» EXERCISE DESCRIPTION
Update everything from the line containing "Please provide the mask of every instance of the clear" down to the line containing "MULTIPOLYGON (((166 94, 199" by replacing "clear sky" with "open sky". Give those lines back with nothing else changed.

Labeled contour entries:
++++++++

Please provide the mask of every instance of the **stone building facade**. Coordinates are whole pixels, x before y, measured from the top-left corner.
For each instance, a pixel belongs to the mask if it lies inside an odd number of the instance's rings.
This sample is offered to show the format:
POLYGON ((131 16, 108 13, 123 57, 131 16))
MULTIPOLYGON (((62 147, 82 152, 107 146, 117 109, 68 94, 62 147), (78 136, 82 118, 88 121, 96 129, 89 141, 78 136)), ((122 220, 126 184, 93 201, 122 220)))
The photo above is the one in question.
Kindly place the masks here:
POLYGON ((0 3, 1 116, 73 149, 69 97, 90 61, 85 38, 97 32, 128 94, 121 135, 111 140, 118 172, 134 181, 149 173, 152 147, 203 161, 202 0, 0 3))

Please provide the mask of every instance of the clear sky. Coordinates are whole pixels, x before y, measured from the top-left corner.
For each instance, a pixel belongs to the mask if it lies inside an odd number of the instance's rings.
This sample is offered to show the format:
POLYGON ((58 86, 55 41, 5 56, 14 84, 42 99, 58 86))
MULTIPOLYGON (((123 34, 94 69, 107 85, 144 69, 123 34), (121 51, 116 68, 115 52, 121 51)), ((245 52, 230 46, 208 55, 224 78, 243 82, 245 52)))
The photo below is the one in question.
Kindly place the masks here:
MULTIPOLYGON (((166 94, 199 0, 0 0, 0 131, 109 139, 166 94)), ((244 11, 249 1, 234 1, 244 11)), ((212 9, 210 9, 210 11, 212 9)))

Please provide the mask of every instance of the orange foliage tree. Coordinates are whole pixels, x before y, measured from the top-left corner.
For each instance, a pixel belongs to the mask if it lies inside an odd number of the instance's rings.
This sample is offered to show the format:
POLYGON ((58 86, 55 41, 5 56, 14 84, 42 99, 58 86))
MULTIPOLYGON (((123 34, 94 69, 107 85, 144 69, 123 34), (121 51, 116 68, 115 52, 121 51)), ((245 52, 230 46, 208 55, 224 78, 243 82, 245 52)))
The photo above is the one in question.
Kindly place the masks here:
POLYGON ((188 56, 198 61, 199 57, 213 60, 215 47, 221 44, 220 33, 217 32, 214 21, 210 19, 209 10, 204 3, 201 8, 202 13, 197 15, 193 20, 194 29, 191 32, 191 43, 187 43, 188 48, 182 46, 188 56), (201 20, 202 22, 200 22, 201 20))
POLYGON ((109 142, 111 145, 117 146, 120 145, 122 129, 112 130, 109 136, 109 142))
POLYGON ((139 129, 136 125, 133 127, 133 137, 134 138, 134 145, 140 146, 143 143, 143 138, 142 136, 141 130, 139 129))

++++++++

» RESPONSE TO THIS TASK
Please provide the mask of every instance of the open sky. Coordinates are whole pixels, x before y, measured from the top-left corner.
For each instance, a pixel belongs to the mask if it lies inside an odd number of the instance's rings.
This sample is offered to show the format:
POLYGON ((58 86, 55 41, 5 56, 14 84, 42 99, 58 86))
MULTIPOLYGON (((123 34, 94 69, 107 85, 144 69, 123 34), (121 51, 116 68, 115 52, 121 51)), ((245 52, 230 46, 208 55, 224 78, 243 82, 245 52)))
The photo below is the one in question.
Kindly place the masks here:
MULTIPOLYGON (((166 94, 199 0, 0 0, 0 131, 109 139, 166 94)), ((244 11, 249 1, 234 1, 244 11)), ((212 9, 210 9, 210 11, 212 9)))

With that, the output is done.